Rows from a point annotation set
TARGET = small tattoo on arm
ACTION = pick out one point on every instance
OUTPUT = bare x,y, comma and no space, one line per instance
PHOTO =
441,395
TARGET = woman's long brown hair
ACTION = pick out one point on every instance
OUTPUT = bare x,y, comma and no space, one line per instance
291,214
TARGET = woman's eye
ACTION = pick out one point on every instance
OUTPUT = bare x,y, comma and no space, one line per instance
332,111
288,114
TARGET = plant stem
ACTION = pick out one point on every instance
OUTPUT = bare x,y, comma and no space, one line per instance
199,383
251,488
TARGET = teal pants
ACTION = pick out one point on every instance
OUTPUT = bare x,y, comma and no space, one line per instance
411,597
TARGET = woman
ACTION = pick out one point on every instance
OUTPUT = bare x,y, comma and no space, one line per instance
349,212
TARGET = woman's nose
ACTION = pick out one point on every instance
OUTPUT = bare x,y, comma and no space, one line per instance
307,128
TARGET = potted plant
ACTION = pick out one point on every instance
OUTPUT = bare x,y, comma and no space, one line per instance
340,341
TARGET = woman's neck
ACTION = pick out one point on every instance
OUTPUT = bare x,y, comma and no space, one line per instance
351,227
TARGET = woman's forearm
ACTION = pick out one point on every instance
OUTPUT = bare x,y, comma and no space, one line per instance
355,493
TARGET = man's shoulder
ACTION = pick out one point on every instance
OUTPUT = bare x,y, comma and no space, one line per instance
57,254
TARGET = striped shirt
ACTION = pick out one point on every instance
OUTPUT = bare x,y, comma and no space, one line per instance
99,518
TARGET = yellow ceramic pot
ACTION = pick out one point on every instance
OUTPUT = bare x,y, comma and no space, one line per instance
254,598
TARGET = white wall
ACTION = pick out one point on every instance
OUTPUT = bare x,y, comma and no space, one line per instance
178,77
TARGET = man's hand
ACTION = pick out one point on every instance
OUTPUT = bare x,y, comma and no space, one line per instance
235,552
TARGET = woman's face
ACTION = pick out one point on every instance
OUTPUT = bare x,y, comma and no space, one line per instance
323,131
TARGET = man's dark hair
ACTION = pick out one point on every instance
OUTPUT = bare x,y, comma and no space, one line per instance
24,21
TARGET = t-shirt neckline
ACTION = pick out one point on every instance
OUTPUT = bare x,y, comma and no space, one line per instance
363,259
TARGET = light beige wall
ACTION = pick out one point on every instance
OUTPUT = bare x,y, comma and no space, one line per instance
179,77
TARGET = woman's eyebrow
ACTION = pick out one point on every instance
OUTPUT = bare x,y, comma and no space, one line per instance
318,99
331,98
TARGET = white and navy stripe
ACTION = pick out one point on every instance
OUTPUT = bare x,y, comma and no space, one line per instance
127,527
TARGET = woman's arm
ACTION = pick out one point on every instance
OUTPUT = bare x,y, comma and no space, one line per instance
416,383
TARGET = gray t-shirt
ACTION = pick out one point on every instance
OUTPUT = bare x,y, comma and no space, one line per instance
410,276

Instructions to follow
Copy out all of the rows above verbatim, line for line, in the order they appear.

Output for this task
TARGET = small tattoo on arm
ACTION = pick out one point on every instance
OUTPUT = bare x,y, comma and no space, one line per instance
PHOTO =
441,395
TARGET = woman's long brown hair
ACTION = pick out one point on every instance
OUTPUT = bare x,y, comma and no space, one line per instance
291,214
TARGET = woman's eye
ACTION = pick out one point on every instance
OUTPUT = bare x,y, comma and no space, one line per instance
332,111
288,114
TARGET = plant stem
ACTION = pick out one point on every instance
OUTPUT = bare x,y, comma and no space, one line per instance
199,383
251,488
TARGET = teal pants
ACTION = pick out one point on every instance
OUTPUT = bare x,y, comma and no space, one line per instance
411,597
TARGET = woman
ACTION = pick out one point on every instance
OUTPUT = bare x,y, comma and no space, one line per instance
349,212
TARGET = woman's nose
ACTION = pick out one point on every instance
OUTPUT = bare x,y, comma and no space, one line per instance
307,128
TARGET = potted plant
ACTION = pick out one point on every instance
OUTPUT = bare x,y, comma and no space, one line per instance
340,341
TARGET = woman's neck
ACTION = pick out one point on every instance
OUTPUT = bare x,y, comma and no space, one line per instance
351,227
TARGET = woman's forearm
ACTION = pick out one point on every instance
OUTPUT = bare x,y, comma and no space, one line per instance
355,493
TARGET = man's shoulder
ACTION = pick out one point on every instance
OUTPUT = bare x,y, comma and no space, one line per instance
57,254
TARGET = striped shirt
ACTION = pick out one point on every instance
OUTPUT = bare x,y, comma and no space, one line per instance
99,518
TARGET = yellow ceramic pot
ACTION = pick out one point on every instance
OUTPUT = bare x,y, comma and no space, one line per instance
254,598
TARGET = white wall
ACTION = pick out one point on every instance
OUTPUT = bare x,y, comma and no space, one line per instance
178,77
TARGET = man's hand
ACTION = pick out one point on every instance
OUTPUT = bare x,y, comma and no space, one line per instance
235,552
TARGET = woman's face
ACTION = pick out one point on every instance
OUTPUT = bare x,y, comma and no space, one line per instance
323,131
TARGET = man's dark hair
ACTION = pick out one point on every instance
OUTPUT = bare x,y, comma and no space, one line per instance
24,21
TARGET = t-shirt neckline
ACTION = pick out one point on every instance
OUTPUT = bare x,y, comma and no space, one line per instance
363,259
TARGET = light beige wall
ACTION = pick out one point on every instance
OUTPUT = bare x,y, comma and no space, one line per instance
179,77
TARGET = woman's eyebrow
ACTION = pick out one point on every instance
OUTPUT = bare x,y, comma and no space, one line per instance
318,99
331,98
TARGET = white and navy stripe
ACTION = pick out one point on every instance
OUTPUT = bare x,y, comma and no space, one line per instance
127,527
TARGET = woman's arm
ACTION = pick out one point on every instance
OUTPUT = bare x,y, comma and no space, one line per instance
416,383
TARGET = gray t-shirt
ACTION = pick out one point on every instance
OUTPUT = bare x,y, comma and no space, one line per instance
410,276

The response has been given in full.